- **A FAZER**:
(A) Diga se cada afirmação abaixo concorda com o texto sobre os estudos da Mocidade Presbiteriana, respondendo sim ou não e citando literalmente as palavras que decidem. (i) O Rev. Richard Shaull era professor do Seminário Presbiteriano de Campinas. (ii) Mocidades com mais de 20 sócios devem formar grupos de 5 a 8 pessoas. (iii) O IV Congresso Nacional foi realizado em Recife.
(B) Responda às perguntas abaixo com base no texto sobre os estudos da Mocidade Presbiteriana.
(i) Qual é o tema da primeira lição?
(ii) Quantos temas gerais os estudos abrangem?
(iii) Que moços, às vezes, têm menos certeza do que creem?
(C) Retome o texto sobre os estudos da Mocidade Presbiteriana a partir do ponto em que ele termina.

- **TRECHO FORNECIDO**:

──────

Com esta brevíssima introdução desejo apresentar nesta
série de artigos um material produzido pela Confederação da Mocidade
Presbiteriana, sobre a direção do Rev. Richard Shaull, que deveria a partir de
seu IV Congresso Nacional (1956 – Salvador - BA) ser distribuído para todas as
Uniões de Mocidade Presbiterianas locais, tendo como objetivo despertar e
inserir a juventude presbiteriana e protestante nas questões bíblicas e sociais
do país. O tema da primeira lição é sugestivo: “Orientados ou Desorientados”, uma das questões colocadas ao final
para servir de discussão de grupo preocupa-se com a reflexão sobre a questão
central: “Se estamos desorientados, quais
são as causas de nossa desorientação?”
Palavras de Apresentação
A CONFEDERAÇÃO DA MOCIDADE PRESBITERIANA tem o grato
prazer de apresentar à mocidade evangélica em geral a série de estudos que
preparou para seu IV Congresso Nacional. Tais como estudos, feitos por uma
comissão, tiveram a orientação direta do Rev. Richard Shaull, professor do
Seminário Presbiteriano de Campinas.
O folheto não foi feito para ficar numa gaveta ou
sobre uma estante de livros ou ainda, para uma leitura superficial. O melhor
seria que o leitor fizesse uma das seguintes coisas:
— interessar
sua mocidade nos estudos dos temas aqui apresentados, dedicando, pelo menos uma
reunião à discussão de cada tema. Deve haver uma ampla discussão entre todos os
sócios, e um esforço de chegar a conclusões específicas que possam ser levadas
à prática. Se suas mocidade tem mais de 20 sócios, convém dividi-la em grupos
de 10 a 15 e fazer os estudos com esses grupos pequenos para assim dar maior
oportunidades a todos de participarem na discussão;
— se
você conseguir que toda a mocidade faça estes estudos, sugerimos que reúna pelo
menos um grupo de lideres que possam estudar estes temas, sucessivamente, até
chegar ao ultimo deles.
Os estudos que ora apresentamos abrangem três temas
gerais:
— a
necessidade que muitos moços sentem de mais segurança na compreensão de sua fé.
O moço crente para dar testemunho de Cristo no mundo, tem que saber o que crê e
possuir convicções profundas. Infelizmente, às vezes, moços mais cultos são os
que têm menos certeza do que creem.
— a
necessidade de conhecer melhor os problemas atuais e os movimentos sociais,
políticos e até religiosos que nos rodeiam e dos quais não podemos fugir. Se
Cristo nos envia ao mundo como suas testemunhas, temos que conhecer,
necessariamente, a situação do homem e do mundo, entender os seus problemas e
ver o significado da nossa fé cristã em relação a esses movimentos.
Estamos preparados para isto?
— a
necessidade de fazer da mocidade evangélica um movimento mais dinâmico e com um
conceito mais claro da sua missão na igreja e na comunidade.
Finalizando, queremos transmitir a toda mocidade evangélica
o desejo sincero de os estudos que se seguem possam atingir seus objetivos. Os
temas que eles abrangem são atuais, vem de encontro à ansiedade que notamos no
seio de nossos moços por uma ação mais objetiva frente ao mundo. Gostaríamos de
saber dos resultados querem negativos ou positivos, que por certo nos
orientarão no sentido de outras publicações que venham a preencher as
necessidades que temos.

──────

- **REGISTROS ARMAZENADOS**:
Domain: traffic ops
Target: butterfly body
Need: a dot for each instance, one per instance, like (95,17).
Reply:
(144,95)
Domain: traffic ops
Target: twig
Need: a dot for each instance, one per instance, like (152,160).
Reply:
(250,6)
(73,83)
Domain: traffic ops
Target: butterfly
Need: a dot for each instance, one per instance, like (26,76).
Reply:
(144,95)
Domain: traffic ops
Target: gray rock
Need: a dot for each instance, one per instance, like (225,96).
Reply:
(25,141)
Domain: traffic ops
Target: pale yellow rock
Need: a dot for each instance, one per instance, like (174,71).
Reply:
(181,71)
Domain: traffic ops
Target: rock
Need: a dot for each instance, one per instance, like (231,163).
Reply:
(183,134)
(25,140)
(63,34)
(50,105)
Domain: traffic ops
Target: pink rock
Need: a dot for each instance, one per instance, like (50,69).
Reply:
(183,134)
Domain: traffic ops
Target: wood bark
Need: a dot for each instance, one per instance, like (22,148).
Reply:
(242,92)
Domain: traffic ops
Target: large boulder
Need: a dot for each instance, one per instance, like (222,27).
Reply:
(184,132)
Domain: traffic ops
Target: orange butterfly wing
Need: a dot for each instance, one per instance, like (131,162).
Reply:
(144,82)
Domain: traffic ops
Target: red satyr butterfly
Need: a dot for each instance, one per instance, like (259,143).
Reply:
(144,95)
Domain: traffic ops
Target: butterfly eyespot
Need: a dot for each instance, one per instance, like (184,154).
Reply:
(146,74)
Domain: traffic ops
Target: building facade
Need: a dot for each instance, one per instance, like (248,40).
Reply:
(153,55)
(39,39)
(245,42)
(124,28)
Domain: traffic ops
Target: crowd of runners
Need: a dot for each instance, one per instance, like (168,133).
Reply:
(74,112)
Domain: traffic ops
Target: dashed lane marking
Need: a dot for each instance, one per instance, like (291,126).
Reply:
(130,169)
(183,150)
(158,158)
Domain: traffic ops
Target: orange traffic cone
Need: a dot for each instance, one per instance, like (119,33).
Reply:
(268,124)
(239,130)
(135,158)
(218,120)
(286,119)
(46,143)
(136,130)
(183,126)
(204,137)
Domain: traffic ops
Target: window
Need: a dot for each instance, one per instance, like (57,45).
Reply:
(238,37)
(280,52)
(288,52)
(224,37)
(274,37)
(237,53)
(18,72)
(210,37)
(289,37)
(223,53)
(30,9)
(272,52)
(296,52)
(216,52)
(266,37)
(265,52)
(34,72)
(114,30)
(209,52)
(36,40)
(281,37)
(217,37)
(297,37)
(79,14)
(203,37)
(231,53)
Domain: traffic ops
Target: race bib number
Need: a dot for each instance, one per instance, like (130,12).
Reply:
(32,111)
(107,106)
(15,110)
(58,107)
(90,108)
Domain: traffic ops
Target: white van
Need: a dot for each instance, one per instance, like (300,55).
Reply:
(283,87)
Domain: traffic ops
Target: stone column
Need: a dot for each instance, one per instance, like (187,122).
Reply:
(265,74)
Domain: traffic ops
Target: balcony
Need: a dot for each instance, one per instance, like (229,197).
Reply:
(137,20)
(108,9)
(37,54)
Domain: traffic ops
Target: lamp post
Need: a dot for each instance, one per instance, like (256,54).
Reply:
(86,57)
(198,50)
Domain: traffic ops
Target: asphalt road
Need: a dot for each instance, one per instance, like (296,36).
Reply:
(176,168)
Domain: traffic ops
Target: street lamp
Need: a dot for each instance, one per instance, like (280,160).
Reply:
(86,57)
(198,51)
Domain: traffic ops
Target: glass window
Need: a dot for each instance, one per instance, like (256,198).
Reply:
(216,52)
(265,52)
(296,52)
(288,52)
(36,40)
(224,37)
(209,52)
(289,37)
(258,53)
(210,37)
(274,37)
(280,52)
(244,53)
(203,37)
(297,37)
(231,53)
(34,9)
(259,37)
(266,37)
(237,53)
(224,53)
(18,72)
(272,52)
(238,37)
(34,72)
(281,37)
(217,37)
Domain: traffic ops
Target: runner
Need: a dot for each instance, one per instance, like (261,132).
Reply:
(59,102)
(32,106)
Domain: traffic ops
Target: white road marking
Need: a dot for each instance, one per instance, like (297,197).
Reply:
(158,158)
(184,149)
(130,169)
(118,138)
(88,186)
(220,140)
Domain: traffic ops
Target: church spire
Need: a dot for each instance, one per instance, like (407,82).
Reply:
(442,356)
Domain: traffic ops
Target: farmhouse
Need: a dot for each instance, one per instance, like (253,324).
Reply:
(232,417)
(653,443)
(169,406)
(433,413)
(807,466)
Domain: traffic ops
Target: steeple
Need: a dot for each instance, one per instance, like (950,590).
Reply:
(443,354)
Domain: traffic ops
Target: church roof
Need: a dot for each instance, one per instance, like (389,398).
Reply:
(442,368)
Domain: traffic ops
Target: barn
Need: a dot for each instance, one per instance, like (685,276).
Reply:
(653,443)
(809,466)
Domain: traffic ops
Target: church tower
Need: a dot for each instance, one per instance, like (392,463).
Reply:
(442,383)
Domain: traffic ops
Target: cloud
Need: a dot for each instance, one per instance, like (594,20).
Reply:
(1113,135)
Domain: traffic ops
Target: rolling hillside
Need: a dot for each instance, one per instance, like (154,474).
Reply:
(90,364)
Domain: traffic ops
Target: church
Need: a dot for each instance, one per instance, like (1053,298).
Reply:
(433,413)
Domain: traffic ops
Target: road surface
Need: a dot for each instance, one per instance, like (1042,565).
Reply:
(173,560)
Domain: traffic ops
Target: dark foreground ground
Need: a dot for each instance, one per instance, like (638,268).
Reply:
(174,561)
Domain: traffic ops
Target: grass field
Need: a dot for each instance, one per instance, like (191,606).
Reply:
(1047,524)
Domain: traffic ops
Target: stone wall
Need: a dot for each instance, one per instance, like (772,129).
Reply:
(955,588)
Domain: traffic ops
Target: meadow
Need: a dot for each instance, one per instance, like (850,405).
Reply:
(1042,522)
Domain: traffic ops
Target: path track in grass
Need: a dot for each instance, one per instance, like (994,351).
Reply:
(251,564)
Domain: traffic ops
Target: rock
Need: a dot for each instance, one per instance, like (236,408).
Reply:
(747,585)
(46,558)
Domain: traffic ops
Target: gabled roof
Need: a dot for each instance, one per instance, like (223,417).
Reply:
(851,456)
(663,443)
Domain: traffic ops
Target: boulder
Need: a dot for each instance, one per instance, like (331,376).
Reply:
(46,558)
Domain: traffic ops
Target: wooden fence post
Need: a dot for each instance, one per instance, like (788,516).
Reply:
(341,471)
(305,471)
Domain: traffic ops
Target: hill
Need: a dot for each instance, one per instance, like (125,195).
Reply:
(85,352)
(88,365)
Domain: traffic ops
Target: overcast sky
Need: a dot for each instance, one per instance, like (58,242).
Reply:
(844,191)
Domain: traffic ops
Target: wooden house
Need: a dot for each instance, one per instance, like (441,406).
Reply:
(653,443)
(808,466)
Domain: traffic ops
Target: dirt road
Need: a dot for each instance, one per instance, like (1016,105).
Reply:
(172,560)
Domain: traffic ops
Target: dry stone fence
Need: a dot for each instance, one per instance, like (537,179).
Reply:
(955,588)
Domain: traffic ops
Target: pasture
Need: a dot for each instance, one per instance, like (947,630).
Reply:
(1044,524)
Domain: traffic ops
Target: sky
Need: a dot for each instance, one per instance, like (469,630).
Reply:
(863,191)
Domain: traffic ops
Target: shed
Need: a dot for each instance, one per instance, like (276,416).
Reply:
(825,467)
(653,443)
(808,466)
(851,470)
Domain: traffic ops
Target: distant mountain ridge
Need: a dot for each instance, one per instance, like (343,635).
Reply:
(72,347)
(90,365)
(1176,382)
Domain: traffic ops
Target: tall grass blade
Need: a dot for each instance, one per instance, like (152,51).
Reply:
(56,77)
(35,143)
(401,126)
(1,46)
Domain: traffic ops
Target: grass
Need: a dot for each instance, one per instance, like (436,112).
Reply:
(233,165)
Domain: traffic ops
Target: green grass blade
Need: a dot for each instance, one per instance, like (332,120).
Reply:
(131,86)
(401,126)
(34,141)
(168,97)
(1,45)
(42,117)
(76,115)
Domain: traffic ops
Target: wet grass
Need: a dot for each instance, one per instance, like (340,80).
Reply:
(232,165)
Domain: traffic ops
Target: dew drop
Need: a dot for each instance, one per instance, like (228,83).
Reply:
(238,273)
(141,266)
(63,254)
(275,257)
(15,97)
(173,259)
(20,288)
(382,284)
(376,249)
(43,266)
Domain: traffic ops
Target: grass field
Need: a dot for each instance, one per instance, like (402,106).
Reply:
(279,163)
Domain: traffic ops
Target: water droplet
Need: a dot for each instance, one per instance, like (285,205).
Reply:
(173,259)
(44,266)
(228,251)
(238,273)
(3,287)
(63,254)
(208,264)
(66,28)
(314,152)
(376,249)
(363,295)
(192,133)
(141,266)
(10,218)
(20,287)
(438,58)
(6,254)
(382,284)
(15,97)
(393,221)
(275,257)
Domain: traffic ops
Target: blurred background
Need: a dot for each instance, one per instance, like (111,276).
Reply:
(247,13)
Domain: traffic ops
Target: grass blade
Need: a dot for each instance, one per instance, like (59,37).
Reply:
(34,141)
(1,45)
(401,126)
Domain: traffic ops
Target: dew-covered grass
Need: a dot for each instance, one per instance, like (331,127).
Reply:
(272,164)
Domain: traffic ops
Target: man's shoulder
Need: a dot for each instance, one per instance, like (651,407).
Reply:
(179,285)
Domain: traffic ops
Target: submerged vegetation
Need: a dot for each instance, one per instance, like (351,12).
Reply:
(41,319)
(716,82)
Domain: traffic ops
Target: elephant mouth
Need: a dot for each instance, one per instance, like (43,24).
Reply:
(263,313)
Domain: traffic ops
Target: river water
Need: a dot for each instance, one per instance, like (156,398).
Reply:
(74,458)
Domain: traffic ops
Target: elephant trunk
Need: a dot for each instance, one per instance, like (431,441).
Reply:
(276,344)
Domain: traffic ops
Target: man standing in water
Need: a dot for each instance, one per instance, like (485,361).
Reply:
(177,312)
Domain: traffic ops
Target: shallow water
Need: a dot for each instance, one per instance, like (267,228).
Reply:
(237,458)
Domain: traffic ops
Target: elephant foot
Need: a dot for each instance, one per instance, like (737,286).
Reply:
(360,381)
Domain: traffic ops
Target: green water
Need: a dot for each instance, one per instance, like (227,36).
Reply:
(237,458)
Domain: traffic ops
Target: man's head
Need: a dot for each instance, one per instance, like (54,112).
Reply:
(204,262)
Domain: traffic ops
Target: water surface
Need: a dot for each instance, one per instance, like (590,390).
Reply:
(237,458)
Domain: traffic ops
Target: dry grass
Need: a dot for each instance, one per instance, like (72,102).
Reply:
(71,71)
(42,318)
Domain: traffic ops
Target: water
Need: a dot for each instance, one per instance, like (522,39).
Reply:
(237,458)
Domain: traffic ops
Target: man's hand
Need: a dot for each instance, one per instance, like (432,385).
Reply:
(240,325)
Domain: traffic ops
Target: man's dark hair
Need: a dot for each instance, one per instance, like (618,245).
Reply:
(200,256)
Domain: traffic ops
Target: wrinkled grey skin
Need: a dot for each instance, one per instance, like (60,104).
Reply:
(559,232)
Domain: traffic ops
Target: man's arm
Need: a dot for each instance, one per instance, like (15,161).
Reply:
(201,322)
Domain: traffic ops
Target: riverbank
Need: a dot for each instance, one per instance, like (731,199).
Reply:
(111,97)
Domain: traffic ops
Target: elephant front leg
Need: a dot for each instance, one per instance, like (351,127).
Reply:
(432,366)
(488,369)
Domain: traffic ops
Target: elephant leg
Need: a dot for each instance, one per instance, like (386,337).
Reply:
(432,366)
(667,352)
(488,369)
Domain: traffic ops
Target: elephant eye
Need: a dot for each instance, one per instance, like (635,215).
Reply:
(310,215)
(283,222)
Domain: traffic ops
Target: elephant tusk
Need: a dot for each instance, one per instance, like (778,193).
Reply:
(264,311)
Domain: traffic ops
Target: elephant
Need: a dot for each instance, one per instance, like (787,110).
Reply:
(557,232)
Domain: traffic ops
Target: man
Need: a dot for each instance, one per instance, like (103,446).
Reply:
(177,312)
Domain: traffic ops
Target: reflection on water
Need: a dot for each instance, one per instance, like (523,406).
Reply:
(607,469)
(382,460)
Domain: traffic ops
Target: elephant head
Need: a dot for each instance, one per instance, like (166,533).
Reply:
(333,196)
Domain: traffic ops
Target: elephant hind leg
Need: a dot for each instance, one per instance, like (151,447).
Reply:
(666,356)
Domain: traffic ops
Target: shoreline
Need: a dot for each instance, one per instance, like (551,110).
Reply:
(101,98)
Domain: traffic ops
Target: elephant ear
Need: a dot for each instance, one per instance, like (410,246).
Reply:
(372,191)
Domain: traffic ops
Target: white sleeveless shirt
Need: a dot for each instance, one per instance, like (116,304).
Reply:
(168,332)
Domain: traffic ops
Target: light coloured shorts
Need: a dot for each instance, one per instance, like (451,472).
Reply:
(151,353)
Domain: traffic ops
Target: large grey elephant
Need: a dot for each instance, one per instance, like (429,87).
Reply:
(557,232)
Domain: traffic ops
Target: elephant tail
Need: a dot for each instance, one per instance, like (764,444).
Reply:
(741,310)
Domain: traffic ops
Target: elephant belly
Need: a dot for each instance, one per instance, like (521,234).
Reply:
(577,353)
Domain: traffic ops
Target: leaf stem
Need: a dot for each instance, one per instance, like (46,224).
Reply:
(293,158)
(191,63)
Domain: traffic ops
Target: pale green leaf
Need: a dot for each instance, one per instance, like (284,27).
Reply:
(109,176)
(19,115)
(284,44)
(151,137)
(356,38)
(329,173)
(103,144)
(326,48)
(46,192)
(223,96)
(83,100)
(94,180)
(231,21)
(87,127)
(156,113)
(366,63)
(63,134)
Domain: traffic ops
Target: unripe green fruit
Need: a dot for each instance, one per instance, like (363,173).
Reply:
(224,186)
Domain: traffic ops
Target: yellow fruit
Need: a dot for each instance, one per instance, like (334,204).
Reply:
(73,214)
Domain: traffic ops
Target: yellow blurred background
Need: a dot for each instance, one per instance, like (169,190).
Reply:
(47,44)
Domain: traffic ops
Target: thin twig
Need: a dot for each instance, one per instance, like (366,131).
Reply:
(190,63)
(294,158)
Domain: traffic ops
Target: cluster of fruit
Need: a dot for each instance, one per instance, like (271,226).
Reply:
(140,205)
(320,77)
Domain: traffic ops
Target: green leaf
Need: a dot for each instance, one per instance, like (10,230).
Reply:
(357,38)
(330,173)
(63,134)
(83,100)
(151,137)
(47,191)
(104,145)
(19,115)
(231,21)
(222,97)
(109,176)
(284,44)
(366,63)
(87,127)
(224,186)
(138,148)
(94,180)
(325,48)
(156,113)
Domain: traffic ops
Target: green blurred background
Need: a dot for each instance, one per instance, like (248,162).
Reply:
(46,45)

──────

- **EXERCÍCIOS RESOLVIDOS**:
(A)
(i) Sim: “tiveram a orientação direta do Rev. Richard Shaull, professor do Seminário Presbiteriano de Campinas”
(ii) Não: “convém dividi-la em grupos de 10 a 15”
(iii) Não: “IV Congresso Nacional (1956 – Salvador - BA)”

(B)
(i) “Orientados ou Desorientados”
(ii) Três
(iii) Os moços mais cultos

(C)
I. ORIENTADOS OU DESORIENTADOS[1]
É comum ouvir-se dizer que a mocidade evangélica se
encontra desorientada, que não tem certeza do que crê, nem possuiu convicções
firmes. Esta atitude é à primeira vista, lógica e justificável. Nós, os
crentes, somos uma pequena minoria num mundo contrario a nossa fé. Este mundo é
dominado de tal maneira por certas ideias e filosofias pagãs ou seculares que quaisquer
pessoas que não as aceite nem se conforme com elas é considerada antiquada. O
moço crente entra em contato com todas essas, sente o seu impacto e muitas
vezes fica desorientado ou vencido.
É necessário, porem, compreendermos que não podemos
continuar assim. Em vez de sermos os desorientados, somos nós que hoje temos a
missão de oferecer uma orientação certa para o mundo. Apesar do domínio de
certas ideias que parecem determinar o pensamento de quase todos os homens, a
nova geração do nosso tempo sente-se tremendamente desorientada. Não tem
confiança em si mesma, nem nas filosofias do dia; não sabe de onde veio nem
para onde vai; nem a sua vida nem o seu trabalho tem sentido.
Diante dessa situação, o moço crente tem uma missão muito
clara: Em vez de ficar desorientado, ele é que é chamado a orientar a sua
geração. E se ele falhar neste ponto, grande será a sua responsabilidade, “Se a
luz que em ti são trevas, quão grande serão tais trevas! " Mat. 6:23
Esta missão de orientar o mundo é a consequência mais
natural do Evangelho. Segundo ele Deus Mesmo nos revelou a sua vontade e nos
mostrou o segredo do seu plano para o mundo e para cada um de nós. A pessoa que
crê em Cristo já encontrou este segredo, conhece a verdade e tem um sentido
definido para vida.
Três são as bases que a fé cristã nos dá para a nossa
orientação em face dos problemas do pensamento e da vida em nosso tempo:
1.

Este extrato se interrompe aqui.